**** Texte fourni ****

Les routes de l’immigration irrégulière en direction de l’Europe changent en permanence. Récemment, lorsque le passage par la Méditerranée orientale est devenu plus difficile, les flux migratoires ont considérablement augmenté en Méditerranée occidentale. Immédiatement concernée par cette évolution, l’Espagne a constaté une augmentation de l’immigration irrégulière, notamment aux îles Canaries et dans les villes autonomes de Melilla et Ceuta sur la côte nord-africaine. 

Les aspirations et les reculs démocratiques ont également été abordés pendant le séminaire. Ander Gil Garcia, président du Sénat espagnol, a fait savoir que « la défense de la démocratie et de ses principes ne s’arrête pas aux frontières de l’UE. Nos peuples, en plus de partager un même voisinage, partagent aussi les mêmes défis et, bien entendu, certains espoirs. L’un d’eux est la démocratisation des pays situés sur l’autre rive de la Méditerranée ». Il a exprimé son soutien à la proposition de l’Assemblée d’établir un Centre pour la résilience démocratique au siège de l’OTAN pour centraliser les bonnes pratiques et favoriser les échanges sur les critères démocratiques entre les pays membres, les partenaires et les candidats à l’OTAN. 

Au sujet de la situation en Tunisie, où le président Kaïs Saïed a suspendu le Parlement, Monica Marks, professeure à NYU Abou Dhabi, a remarqué que le pays commençait l’hiver sans parlement, avec des procédures démocratiques en panne et une économie très vulnérable dont la situation n’a fait qu’empirer à cause de la pandémie. Vincent Geisser, chercheur à l’Institut de recherches et d'études sur les mondes arabes et musulmans (IREMAM) du CNRS, a dit à l’assemblée que « les limites, les soubresauts et les dysfonctionnements de la démocratisation de la Tunisie reflètent également les faiblesses politiques et les vulnérabilités de la démocratie en Europe et en Amérique du Nord ». « Notre meilleure réponse est de montrer l’exemple », a-t-il ajouté.

**** Relevés extraits ****

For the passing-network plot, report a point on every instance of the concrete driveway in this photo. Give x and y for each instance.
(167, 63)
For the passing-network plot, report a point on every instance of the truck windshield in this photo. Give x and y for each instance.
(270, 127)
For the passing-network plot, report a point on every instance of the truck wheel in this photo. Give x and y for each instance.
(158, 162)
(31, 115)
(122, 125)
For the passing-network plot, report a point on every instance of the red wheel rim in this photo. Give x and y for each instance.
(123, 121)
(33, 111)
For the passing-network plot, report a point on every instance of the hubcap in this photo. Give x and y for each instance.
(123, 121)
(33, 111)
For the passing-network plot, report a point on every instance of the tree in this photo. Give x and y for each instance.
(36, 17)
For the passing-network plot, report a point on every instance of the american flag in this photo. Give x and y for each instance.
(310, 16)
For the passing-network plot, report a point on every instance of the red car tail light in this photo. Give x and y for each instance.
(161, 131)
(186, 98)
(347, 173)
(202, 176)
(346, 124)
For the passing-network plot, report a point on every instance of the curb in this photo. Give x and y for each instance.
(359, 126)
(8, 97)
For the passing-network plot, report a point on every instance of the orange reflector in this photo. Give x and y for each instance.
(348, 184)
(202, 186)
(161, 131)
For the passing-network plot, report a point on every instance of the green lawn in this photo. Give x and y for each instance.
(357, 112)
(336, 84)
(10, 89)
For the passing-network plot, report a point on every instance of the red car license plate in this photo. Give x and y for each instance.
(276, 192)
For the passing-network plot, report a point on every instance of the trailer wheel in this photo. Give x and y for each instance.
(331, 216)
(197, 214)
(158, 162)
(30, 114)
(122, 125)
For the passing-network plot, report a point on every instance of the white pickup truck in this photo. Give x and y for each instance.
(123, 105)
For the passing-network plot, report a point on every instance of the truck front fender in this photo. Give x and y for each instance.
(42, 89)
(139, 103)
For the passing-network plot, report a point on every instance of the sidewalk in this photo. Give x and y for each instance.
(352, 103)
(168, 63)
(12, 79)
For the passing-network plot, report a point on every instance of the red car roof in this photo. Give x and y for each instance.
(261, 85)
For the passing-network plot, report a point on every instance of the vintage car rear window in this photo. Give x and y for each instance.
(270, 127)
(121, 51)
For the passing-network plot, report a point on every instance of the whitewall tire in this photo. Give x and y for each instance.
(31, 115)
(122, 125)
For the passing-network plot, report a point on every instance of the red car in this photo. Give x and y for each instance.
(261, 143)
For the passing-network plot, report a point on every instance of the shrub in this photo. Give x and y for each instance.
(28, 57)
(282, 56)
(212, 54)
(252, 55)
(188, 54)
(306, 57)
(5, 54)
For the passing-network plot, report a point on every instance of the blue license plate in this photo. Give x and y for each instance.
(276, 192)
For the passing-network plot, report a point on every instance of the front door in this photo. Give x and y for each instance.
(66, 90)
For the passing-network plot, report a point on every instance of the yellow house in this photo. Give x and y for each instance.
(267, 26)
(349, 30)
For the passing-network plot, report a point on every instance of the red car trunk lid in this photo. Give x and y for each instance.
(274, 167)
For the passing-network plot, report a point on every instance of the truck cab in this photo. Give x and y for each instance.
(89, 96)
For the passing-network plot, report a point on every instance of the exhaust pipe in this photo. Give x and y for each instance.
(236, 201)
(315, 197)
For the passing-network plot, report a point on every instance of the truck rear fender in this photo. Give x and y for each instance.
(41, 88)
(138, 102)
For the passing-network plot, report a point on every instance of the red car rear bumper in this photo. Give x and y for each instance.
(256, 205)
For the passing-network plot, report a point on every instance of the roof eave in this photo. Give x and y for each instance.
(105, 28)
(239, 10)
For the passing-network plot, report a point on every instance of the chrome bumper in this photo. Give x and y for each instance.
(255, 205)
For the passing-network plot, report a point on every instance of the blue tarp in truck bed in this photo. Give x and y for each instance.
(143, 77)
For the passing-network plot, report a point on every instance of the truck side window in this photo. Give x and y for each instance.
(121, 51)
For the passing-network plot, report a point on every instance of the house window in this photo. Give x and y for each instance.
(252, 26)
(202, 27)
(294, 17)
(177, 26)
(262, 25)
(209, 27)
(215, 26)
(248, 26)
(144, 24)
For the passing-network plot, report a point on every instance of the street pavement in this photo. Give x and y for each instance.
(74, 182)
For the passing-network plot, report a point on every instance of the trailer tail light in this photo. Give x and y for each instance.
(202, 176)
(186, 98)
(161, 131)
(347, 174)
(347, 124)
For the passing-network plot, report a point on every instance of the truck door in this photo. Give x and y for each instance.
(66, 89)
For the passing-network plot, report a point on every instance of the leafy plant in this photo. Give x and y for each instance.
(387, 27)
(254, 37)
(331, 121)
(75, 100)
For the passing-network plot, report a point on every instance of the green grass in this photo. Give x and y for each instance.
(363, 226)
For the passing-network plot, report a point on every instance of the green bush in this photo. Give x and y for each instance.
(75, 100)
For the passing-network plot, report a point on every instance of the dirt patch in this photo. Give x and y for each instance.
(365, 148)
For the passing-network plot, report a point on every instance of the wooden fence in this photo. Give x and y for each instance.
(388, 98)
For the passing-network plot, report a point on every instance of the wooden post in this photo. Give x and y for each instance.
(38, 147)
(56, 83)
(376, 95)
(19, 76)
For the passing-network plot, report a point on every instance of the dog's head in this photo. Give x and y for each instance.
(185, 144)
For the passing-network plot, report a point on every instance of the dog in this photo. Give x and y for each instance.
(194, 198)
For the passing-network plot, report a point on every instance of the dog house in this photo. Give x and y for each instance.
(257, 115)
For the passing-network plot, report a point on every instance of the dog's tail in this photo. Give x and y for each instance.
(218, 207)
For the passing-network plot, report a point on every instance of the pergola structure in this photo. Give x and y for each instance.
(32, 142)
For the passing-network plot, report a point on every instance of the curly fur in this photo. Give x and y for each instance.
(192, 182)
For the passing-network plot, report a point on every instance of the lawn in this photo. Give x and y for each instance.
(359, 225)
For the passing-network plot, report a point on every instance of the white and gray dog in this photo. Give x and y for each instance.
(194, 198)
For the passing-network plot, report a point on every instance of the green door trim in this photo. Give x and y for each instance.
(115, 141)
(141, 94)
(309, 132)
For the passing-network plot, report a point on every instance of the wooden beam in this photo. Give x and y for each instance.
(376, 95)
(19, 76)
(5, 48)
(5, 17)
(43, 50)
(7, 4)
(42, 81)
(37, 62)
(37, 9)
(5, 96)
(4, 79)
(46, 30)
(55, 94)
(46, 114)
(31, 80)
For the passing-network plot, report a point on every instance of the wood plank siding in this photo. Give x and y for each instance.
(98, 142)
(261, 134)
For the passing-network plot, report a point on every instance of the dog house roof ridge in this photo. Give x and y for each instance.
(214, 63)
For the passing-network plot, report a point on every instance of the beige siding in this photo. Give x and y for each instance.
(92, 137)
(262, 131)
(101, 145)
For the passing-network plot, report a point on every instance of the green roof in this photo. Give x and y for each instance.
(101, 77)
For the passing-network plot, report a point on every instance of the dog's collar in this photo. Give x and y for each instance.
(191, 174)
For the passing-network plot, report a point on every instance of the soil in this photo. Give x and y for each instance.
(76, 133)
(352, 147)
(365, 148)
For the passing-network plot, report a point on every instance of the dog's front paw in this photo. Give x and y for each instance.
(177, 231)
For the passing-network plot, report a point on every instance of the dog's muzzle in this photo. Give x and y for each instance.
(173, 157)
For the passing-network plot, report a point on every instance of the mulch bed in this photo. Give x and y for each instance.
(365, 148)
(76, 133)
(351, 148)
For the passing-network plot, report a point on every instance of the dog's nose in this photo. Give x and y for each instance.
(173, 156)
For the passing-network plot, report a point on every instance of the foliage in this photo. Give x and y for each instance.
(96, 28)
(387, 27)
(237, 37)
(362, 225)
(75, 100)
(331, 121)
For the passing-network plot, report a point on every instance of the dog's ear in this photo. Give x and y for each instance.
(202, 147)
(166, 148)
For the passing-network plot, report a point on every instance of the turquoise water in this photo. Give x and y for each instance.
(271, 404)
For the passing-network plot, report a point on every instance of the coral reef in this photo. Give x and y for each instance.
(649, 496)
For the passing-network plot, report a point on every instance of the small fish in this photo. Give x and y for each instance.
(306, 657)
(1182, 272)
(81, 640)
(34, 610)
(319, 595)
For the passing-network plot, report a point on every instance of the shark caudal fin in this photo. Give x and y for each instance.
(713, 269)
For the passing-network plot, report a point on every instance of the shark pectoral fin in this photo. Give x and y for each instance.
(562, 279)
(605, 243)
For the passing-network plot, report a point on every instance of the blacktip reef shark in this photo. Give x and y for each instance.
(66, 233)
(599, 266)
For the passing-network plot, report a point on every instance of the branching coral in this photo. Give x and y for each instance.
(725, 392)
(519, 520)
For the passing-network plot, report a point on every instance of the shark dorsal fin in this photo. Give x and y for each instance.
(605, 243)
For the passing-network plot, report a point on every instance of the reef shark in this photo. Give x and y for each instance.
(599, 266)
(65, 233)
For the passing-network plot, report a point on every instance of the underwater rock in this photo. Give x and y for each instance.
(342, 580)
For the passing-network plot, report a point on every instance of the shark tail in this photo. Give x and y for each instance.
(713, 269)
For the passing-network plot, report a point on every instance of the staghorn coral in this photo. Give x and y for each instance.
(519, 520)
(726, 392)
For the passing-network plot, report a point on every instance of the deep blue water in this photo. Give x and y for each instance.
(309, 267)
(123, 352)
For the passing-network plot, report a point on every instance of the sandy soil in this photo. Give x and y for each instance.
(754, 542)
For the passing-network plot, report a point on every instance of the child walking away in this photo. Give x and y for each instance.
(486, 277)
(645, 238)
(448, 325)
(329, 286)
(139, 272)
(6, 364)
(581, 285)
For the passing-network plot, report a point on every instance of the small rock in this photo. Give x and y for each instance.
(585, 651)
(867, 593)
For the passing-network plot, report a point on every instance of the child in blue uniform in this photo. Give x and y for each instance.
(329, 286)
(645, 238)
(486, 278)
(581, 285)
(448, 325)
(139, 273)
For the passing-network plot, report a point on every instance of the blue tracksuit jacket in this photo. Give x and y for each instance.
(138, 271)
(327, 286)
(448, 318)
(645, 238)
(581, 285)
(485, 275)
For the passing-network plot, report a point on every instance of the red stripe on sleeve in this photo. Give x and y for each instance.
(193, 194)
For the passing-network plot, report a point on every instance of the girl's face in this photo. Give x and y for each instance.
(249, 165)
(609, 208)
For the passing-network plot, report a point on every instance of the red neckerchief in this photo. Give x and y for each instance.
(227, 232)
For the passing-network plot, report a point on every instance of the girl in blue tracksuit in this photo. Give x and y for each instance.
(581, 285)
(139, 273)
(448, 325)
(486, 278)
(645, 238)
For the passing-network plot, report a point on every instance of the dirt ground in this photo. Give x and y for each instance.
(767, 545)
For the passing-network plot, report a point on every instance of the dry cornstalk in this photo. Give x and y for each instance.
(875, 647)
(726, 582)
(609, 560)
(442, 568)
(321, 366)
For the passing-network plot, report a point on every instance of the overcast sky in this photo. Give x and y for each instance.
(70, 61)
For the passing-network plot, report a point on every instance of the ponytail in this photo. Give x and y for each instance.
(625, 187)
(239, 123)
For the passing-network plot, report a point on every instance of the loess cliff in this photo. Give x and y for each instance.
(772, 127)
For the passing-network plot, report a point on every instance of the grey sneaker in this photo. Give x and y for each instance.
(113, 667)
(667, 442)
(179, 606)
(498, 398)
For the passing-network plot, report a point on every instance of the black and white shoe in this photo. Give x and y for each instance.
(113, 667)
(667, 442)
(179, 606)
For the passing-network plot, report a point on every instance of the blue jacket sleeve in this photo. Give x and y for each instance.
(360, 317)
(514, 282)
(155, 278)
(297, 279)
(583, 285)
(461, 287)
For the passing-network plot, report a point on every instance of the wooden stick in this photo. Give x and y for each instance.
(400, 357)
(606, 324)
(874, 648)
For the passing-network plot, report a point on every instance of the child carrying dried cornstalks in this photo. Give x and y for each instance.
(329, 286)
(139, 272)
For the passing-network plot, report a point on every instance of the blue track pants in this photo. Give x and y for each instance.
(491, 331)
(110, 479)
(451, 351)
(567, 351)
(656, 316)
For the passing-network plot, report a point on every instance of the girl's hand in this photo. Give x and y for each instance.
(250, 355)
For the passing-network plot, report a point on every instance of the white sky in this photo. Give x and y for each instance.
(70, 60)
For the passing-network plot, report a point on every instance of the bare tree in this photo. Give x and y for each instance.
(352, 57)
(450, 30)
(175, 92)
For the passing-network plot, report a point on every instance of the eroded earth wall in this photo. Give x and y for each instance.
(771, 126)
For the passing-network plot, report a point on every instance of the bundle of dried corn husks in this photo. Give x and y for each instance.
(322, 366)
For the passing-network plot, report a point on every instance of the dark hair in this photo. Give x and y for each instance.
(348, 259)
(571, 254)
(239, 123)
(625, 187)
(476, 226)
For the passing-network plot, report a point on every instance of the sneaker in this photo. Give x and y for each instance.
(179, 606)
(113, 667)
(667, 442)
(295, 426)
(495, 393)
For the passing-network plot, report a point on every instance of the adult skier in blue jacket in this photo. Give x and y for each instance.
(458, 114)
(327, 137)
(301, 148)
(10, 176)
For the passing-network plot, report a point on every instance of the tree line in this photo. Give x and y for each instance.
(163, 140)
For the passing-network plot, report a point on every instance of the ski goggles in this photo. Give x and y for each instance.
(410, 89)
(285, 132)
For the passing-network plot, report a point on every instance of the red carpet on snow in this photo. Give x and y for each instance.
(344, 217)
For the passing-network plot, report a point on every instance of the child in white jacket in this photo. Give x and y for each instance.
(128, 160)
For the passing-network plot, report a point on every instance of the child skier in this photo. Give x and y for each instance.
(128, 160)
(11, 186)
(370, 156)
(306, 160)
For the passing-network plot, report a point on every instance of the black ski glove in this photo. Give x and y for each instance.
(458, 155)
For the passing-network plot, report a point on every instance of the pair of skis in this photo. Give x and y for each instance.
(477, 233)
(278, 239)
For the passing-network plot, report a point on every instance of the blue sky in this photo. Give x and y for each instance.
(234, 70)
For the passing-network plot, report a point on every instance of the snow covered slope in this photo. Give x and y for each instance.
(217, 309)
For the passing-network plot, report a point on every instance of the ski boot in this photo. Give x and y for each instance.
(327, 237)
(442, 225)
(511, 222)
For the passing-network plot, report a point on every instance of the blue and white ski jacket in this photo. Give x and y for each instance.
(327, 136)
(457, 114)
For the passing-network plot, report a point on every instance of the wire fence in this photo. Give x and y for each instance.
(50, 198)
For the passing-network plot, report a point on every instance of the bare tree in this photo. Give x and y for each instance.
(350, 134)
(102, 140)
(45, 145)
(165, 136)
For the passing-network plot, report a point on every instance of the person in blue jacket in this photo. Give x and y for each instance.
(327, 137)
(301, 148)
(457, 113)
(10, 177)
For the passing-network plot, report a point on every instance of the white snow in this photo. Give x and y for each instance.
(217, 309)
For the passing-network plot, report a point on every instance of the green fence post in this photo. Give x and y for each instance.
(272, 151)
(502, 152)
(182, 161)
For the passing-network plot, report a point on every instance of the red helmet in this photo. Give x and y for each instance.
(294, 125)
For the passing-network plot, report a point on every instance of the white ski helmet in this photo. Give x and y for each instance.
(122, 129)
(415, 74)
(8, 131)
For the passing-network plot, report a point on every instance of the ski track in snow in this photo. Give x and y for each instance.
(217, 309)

****

(Exercice écrit 1):
Répondez aux questions suivantes à partir du texte fourni.
(a) Dans quelles zones l'Espagne a-t-elle constaté une augmentation de l'immigration irrégulière ?
(b) Quelle fonction Ander Gil Garcia occupe-t-il ?
(c) Quelle décision le président Kaïs Saïed a-t-il prise en Tunisie ?
(Exercice écrit 2): Rédigez la suite du texte sur l'immigration et la démocratie en Méditerranée, à partir de sa dernière phrase.

(Réponse 1):
(a) Aux îles Canaries et dans les villes autonomes de Melilla et Ceuta, sur la côte nord-africaine.
(b) Il est président du Sénat espagnol.
(c) Il a suspendu le Parlement.

(Réponse 2):
Les participants ont salué le dialogue et la coopération politiques de l’OTAN avec les pays de la région sur des questions communes. 

Meritxell Batet Lamaña, présidente du Congrès des députés, a fait remarquer qu’en Méditerranée, « il n’y a pour l’instant aucune garantie minimum en matière de sécurité, condition pourtant nécessaire à la coexistence et au développement de la liberté. C’est pourquoi nous devons utiliser nos instruments les plus efficaces pour défendre notre sécurité collective et individuelle, à commencer par l’OTAN, ses nombreuses capacités et ses nombreux outils. » 

Giovanni Romani, chef de la Section Moyen-Orient et Afrique du Nord de l’OTAN, a présenté les différents outils d’engagement de l’Alliance avec les pays et les organisations de la région, de la Mauritanie au Golfe. Les Alliés ont également prévu d’évoquer les relations avec la région MOAN dans le nouveau concept stratégique actuellement en développement. Dans un rapport du GSM de l’AP-OTAN sur l’Iraq, adopté lors de la réunion à Barcelone, le rapporteur Ahmet Berat Conkar (Turquie) identifie la mission de formation de l’OTAN comme l’un des moyens par lesquels les Alliés peuvent aider des pays confrontés à des crises complexes à favoriser la paix, la sécurité et le développement. 

L’ingérence continue de l’Iran dans les affaires politiques iraquiennes reste un défi majeur, même si les récentes élections en Iraq traduisent une fatigue croissante du peuple face à l’intrusion iranienne. Les dirigeants iraniens restent déterminés à établir une « profondeur stratégique » au moyen d’acteurs intermédiaires dans la région. Ainsi, Téhéran a une raison stratégique qui explique la persistance de son ingérence, a suggéré Thierry Coville, chercheur à l’Institut des relations internationales et stratégiques (IRIS). 

En parallèle, les négociations pour relancer le Plan d’action global commun se poursuivent. La reconfiguration en cours dans le Golfe a permis la réconciliation avec le Qatar, l’ouverture des échanges avec Israël et un dialogue limité avec l’Iran, a fait comprendre Neil Quilliam, membre associé du programme Moyen-Orient et Afrique du Nord à Chatham House. 

Pendant les deux jours de réunions, les participants ont également parlé du conflit israélo-palestinien, des défis sécuritaires et diplomatiques au Sahel, de la sécurité humaine dans la région MOAN et du conflit en Libye. Plus de 50 parlementaires venus de 24 pays membres de l’OTAN et de la région MOAN étaient présents à Barcelone. La sous-commission sur les partenariats de l’OTAN, présidée par Marcos Perestrello (Portugal), s’est associée au GSM pour ce séminaire.